*** RAW DATA Section Begins ***

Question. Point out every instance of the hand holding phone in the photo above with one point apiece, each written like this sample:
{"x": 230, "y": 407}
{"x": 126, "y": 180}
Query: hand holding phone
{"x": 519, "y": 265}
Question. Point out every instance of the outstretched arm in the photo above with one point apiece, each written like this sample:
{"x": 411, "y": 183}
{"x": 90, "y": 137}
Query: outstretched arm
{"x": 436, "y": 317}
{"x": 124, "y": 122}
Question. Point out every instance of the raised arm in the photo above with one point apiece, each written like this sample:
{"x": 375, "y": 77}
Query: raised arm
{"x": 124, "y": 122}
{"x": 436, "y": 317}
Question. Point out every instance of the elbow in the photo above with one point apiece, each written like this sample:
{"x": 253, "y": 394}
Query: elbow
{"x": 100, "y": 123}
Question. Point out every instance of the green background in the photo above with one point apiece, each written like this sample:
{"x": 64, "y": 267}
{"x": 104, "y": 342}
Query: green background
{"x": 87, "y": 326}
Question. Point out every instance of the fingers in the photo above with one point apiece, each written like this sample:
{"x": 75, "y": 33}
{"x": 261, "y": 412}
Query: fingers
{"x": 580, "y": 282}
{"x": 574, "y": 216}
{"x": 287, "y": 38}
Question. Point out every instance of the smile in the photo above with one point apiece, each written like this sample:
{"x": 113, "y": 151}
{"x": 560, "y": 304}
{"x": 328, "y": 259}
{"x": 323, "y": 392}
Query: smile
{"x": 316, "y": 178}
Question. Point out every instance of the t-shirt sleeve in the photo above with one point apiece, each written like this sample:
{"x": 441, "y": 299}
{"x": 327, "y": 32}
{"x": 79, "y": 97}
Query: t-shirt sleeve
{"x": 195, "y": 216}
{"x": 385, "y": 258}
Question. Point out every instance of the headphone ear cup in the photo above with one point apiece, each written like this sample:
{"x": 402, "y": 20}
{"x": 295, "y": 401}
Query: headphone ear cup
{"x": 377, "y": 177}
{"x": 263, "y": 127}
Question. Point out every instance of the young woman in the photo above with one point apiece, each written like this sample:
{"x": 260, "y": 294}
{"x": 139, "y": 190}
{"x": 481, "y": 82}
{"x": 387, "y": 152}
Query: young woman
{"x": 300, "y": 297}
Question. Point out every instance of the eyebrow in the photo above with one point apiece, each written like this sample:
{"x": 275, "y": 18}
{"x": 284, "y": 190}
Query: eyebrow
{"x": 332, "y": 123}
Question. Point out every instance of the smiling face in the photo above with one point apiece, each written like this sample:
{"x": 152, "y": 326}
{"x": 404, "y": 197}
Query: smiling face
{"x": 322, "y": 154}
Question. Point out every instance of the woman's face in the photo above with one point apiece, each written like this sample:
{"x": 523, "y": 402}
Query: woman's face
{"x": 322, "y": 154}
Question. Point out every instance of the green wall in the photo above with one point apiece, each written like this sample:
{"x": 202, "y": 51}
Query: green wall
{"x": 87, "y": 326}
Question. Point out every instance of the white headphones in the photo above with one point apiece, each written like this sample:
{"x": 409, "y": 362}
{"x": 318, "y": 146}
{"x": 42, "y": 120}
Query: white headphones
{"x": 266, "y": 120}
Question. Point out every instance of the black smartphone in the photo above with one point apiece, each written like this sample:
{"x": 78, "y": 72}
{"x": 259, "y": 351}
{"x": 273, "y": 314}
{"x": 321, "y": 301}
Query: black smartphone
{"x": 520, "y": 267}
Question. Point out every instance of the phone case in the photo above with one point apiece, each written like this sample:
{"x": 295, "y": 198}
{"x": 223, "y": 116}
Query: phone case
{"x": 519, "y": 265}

*** RAW DATA Section Ends ***
*** RAW DATA Section Begins ***

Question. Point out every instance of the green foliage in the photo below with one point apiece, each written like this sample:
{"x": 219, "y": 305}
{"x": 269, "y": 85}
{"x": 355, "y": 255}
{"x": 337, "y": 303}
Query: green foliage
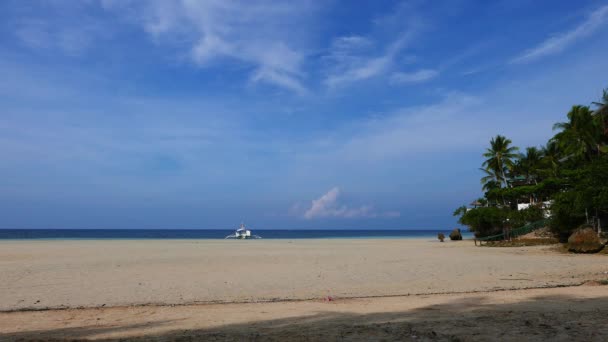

*** RAW DATA Section Ends ***

REQUIRED WORK: Search the records for lines holding the word "foliage", then copy each line you find.

TASK OUTPUT:
Question. Point out every instance of the green foliage in the photo below with one point apiece, each written like this sample:
Query: green foliage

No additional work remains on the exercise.